** Start Records supplied **

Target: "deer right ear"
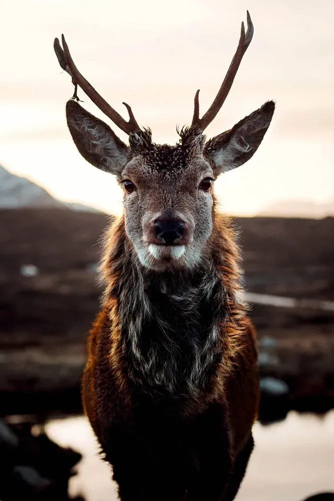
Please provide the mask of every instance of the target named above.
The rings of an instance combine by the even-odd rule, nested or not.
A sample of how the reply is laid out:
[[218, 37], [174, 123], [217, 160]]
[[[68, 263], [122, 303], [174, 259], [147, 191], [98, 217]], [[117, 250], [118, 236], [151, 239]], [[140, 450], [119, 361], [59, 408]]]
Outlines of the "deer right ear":
[[73, 141], [84, 158], [98, 169], [119, 177], [130, 160], [130, 150], [109, 125], [72, 99], [66, 103], [66, 119]]

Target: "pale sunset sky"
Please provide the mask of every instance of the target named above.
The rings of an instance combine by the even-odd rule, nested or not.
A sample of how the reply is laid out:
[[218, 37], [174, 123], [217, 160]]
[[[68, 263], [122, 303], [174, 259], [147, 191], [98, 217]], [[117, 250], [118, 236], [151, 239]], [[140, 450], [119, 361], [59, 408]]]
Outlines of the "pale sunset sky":
[[[215, 96], [247, 9], [253, 41], [206, 132], [230, 128], [268, 99], [276, 110], [251, 160], [217, 181], [222, 207], [248, 215], [270, 207], [285, 215], [334, 213], [328, 0], [0, 0], [0, 164], [61, 200], [119, 213], [116, 181], [81, 157], [67, 129], [73, 87], [54, 38], [65, 35], [79, 70], [125, 118], [123, 101], [156, 142], [174, 144], [177, 124], [191, 121], [196, 89], [202, 113]], [[80, 90], [79, 97], [110, 124]]]

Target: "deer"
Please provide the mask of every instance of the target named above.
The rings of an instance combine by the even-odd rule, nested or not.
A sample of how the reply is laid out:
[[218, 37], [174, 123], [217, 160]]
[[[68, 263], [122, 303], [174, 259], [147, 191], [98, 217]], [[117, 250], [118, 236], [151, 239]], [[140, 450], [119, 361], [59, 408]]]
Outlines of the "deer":
[[[121, 501], [230, 501], [254, 446], [259, 400], [255, 329], [241, 293], [231, 218], [215, 179], [251, 158], [269, 127], [266, 102], [206, 140], [253, 37], [247, 13], [212, 105], [174, 145], [153, 142], [131, 107], [125, 120], [75, 66], [65, 39], [54, 48], [75, 86], [67, 124], [79, 152], [116, 177], [123, 213], [107, 229], [101, 311], [89, 333], [85, 413], [112, 468]], [[79, 86], [129, 136], [122, 141], [78, 103]]]

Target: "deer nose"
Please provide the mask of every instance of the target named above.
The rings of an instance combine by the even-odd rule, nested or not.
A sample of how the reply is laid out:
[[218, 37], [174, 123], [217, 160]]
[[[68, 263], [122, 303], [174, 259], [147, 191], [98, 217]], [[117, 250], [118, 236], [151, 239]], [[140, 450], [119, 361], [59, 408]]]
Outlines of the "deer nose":
[[154, 223], [155, 234], [166, 245], [171, 245], [183, 236], [184, 223], [178, 219], [159, 219]]

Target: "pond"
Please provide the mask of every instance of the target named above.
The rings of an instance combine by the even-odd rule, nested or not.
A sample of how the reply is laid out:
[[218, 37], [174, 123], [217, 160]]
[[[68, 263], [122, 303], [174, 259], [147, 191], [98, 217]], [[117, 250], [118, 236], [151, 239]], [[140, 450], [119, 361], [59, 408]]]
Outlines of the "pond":
[[[54, 419], [46, 427], [53, 440], [83, 455], [70, 494], [82, 493], [87, 501], [116, 501], [109, 466], [98, 456], [86, 418]], [[302, 501], [334, 491], [334, 410], [324, 417], [291, 411], [279, 423], [256, 423], [254, 437], [255, 448], [236, 501]]]

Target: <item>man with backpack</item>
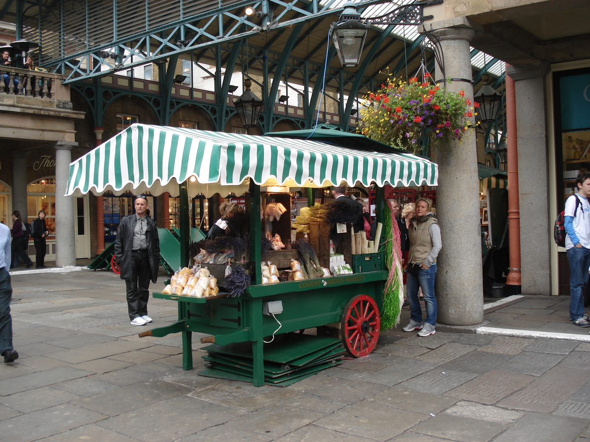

** End Records supplied **

Exercise description:
Pull out every line of the material above that contains the word "nose", and copy each one unchanged.

Finished task:
Target: "deer nose"
Outlines of the "deer nose":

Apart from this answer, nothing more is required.